(Task input Opens)

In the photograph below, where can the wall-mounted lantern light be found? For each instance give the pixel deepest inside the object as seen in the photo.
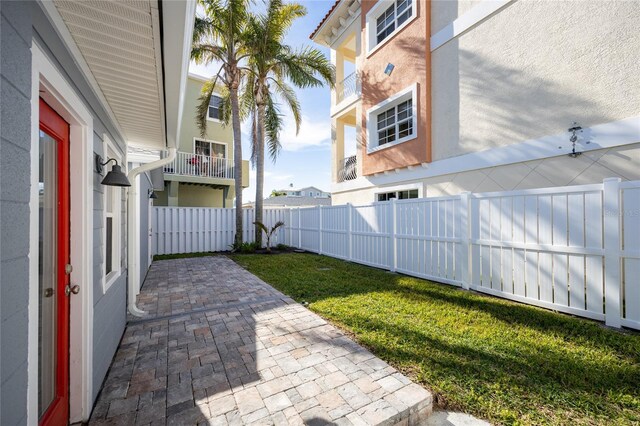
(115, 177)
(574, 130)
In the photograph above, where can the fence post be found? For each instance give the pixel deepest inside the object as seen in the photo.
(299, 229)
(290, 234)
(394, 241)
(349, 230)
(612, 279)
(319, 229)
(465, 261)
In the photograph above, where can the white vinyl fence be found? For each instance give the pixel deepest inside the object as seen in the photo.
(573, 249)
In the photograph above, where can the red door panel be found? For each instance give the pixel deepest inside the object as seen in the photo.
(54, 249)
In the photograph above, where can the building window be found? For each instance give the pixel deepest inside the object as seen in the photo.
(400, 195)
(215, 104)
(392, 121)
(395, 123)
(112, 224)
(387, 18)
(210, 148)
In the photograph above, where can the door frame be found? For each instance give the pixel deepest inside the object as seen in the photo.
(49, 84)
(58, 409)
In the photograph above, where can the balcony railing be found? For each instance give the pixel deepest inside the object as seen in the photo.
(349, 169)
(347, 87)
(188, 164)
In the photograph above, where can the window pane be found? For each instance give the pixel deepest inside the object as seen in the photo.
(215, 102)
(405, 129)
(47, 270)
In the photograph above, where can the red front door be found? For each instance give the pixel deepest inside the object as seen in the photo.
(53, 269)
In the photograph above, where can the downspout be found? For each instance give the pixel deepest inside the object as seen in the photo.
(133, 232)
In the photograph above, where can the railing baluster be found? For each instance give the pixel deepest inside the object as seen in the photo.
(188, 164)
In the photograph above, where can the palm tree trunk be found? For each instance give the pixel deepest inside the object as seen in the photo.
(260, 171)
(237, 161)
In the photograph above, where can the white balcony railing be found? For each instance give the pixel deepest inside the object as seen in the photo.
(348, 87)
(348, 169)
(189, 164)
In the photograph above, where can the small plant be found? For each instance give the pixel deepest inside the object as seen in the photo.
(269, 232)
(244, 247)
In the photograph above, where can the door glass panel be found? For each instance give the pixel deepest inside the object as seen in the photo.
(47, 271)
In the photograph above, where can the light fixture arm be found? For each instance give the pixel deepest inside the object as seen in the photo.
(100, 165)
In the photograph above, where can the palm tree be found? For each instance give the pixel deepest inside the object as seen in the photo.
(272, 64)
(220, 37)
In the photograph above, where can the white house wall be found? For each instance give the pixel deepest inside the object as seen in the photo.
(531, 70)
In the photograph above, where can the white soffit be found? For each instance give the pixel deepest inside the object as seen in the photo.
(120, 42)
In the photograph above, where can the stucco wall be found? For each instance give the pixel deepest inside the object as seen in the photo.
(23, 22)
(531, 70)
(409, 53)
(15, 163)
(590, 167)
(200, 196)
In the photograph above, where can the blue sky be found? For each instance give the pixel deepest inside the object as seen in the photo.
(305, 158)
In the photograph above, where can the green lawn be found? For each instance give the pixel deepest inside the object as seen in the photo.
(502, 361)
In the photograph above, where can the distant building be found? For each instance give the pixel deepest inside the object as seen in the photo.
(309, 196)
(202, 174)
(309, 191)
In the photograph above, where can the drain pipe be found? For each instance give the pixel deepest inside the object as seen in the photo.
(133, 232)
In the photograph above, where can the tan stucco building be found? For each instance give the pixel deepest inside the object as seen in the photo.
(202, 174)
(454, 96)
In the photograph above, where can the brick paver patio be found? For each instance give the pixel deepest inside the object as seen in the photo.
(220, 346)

(Task input Closes)
(Task input Opens)

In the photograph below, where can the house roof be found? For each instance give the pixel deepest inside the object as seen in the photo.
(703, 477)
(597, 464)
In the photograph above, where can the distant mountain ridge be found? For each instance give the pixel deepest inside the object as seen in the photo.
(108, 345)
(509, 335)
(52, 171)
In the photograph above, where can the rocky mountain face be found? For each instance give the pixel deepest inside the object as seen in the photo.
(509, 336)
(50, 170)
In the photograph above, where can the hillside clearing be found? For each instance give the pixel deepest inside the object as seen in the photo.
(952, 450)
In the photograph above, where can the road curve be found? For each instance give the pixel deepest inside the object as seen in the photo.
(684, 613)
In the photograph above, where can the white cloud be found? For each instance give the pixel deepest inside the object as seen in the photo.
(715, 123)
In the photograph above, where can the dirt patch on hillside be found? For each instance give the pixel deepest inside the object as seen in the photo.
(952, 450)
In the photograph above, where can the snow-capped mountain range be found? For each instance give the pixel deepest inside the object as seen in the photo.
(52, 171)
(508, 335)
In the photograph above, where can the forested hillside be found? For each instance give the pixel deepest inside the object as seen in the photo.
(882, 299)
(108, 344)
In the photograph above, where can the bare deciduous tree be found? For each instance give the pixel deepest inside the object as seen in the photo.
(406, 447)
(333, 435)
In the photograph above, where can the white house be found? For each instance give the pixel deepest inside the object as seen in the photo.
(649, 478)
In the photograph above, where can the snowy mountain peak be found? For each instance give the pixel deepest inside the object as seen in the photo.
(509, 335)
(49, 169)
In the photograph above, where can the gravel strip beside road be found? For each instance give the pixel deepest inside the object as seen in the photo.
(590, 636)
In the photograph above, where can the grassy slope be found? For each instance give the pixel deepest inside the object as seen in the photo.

(Task input Closes)

Try it ▸
All lines above between those holding "In the photograph above, where can the road" and "In the photograph above, where can the grassy", inclusive, must be set down unchanged, and no other line may be included.

Completed exercise ▸
In the photograph above, where can the road curve be found? For each instance give the pixel deepest inside the object as seen in the photo.
(684, 613)
In the photograph above, where can the white cloud be found? For each instance give the pixel deepest inside the object as seen in the photo.
(715, 123)
In the photograph above, where can the dirt patch on hillside be found? For each instance give the pixel deepest inside the object as seen in the photo.
(952, 450)
In the photograph above, where can the snow-capped mountain range be found? For each instance give the pixel deepest inside the object as seen in the photo.
(52, 171)
(508, 335)
In the photograph above, where can the forested hillside be found? For each instance give the pixel deepest inside the object as seen in the photo.
(882, 299)
(108, 344)
In the photograph above, where can the bare deciduous tree be found? For each instance give the pixel deepest inside the object as seen in the photo.
(406, 447)
(333, 435)
In the photograph above, where can the white house be found? For each instance give the pixel deepest inside the object as seen in the photo.
(649, 478)
In the photograph above, where can the snowy mountain peak be found? For each instance give the pixel deepest inside the object as seen in the photo.
(509, 335)
(49, 169)
In the photograph above, where can the gravel strip beside road be found? For each instance give the pixel deepest inside the object as seen in the photo.
(590, 636)
In the photograph above, where can the grassy slope be found? For each instance give the pixel deepest inside the object as seen in the photo.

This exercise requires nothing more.